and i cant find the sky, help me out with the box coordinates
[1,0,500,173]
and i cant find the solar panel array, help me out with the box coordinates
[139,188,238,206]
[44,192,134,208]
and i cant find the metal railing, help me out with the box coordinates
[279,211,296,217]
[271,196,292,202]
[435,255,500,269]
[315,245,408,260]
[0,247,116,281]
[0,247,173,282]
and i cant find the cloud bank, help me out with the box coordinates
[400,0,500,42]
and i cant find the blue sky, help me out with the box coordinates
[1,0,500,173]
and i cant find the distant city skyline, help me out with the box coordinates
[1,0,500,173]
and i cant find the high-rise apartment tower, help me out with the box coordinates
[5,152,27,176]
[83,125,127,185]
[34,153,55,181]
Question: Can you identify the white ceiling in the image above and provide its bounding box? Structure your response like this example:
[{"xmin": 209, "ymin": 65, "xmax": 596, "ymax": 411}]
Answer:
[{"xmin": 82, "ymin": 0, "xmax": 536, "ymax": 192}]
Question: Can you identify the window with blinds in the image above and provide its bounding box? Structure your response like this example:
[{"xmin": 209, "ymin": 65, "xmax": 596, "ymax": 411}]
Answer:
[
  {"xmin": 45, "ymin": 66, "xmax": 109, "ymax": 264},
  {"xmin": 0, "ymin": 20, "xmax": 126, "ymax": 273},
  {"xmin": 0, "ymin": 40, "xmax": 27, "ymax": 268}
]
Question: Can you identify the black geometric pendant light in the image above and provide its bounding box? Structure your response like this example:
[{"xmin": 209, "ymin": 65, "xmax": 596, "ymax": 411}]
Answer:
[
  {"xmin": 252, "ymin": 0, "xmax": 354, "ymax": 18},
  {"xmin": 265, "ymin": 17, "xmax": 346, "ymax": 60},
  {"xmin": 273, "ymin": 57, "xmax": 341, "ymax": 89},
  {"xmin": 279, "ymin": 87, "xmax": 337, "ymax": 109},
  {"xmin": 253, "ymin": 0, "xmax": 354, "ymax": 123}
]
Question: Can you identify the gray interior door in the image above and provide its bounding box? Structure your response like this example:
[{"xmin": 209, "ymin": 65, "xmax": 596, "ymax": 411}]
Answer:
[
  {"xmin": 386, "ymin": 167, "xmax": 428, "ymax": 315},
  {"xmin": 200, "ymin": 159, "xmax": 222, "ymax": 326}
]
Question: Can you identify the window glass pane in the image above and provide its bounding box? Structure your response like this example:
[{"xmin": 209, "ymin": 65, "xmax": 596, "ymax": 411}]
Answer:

····················

Print the entries exactly. Include every one.

◆ **PROBLEM SOLUTION**
and i cant find the sky, help me out with the box coordinates
[1,0,500,173]
and i cant find the solar panel array, help me out with the box coordinates
[139,188,238,206]
[44,192,134,208]
and i cant find the metal railing, help me out with the box coordinates
[279,211,296,217]
[271,196,292,202]
[435,255,500,269]
[315,245,408,260]
[0,247,116,281]
[0,247,173,282]
and i cant find the cloud bank, help me out with the box coordinates
[400,0,500,42]
and i cant find the blue sky, help me out with the box coordinates
[1,0,500,173]
and i cant find the distant city skyline, help me out with the box coordinates
[1,0,500,173]
and i cant find the high-rise apartment tower, help me out with the box coordinates
[5,152,27,176]
[83,125,127,185]
[34,153,55,181]
Question: Can you identify the white ceiling in the image above and provide its bounding box? Structure your response like this example:
[{"xmin": 209, "ymin": 65, "xmax": 596, "ymax": 411}]
Answer:
[{"xmin": 82, "ymin": 0, "xmax": 536, "ymax": 192}]
Question: Can you identify the window with blinds in the image above and provide its bounding box? Structure your response like this example:
[{"xmin": 209, "ymin": 65, "xmax": 596, "ymax": 411}]
Answer:
[
  {"xmin": 45, "ymin": 66, "xmax": 109, "ymax": 264},
  {"xmin": 0, "ymin": 20, "xmax": 126, "ymax": 273},
  {"xmin": 0, "ymin": 40, "xmax": 27, "ymax": 268}
]
Question: Can you identify the black geometric pendant light in the image above and provide its bounding box? Structure your response like this example:
[{"xmin": 209, "ymin": 65, "xmax": 596, "ymax": 411}]
Answer:
[
  {"xmin": 252, "ymin": 0, "xmax": 354, "ymax": 18},
  {"xmin": 265, "ymin": 17, "xmax": 346, "ymax": 60},
  {"xmin": 273, "ymin": 57, "xmax": 341, "ymax": 89},
  {"xmin": 279, "ymin": 87, "xmax": 337, "ymax": 109},
  {"xmin": 253, "ymin": 0, "xmax": 354, "ymax": 123}
]
Question: Can you identify the gray interior door in the image above and provide its bounding box? Structure your response like this example:
[{"xmin": 209, "ymin": 65, "xmax": 596, "ymax": 411}]
Answer:
[
  {"xmin": 386, "ymin": 167, "xmax": 428, "ymax": 315},
  {"xmin": 200, "ymin": 159, "xmax": 222, "ymax": 326}
]
Question: Can you identify the window glass pane in the image above and provide its bounding box? Structure your response like this example:
[{"xmin": 209, "ymin": 65, "xmax": 596, "ymax": 411}]
Answer:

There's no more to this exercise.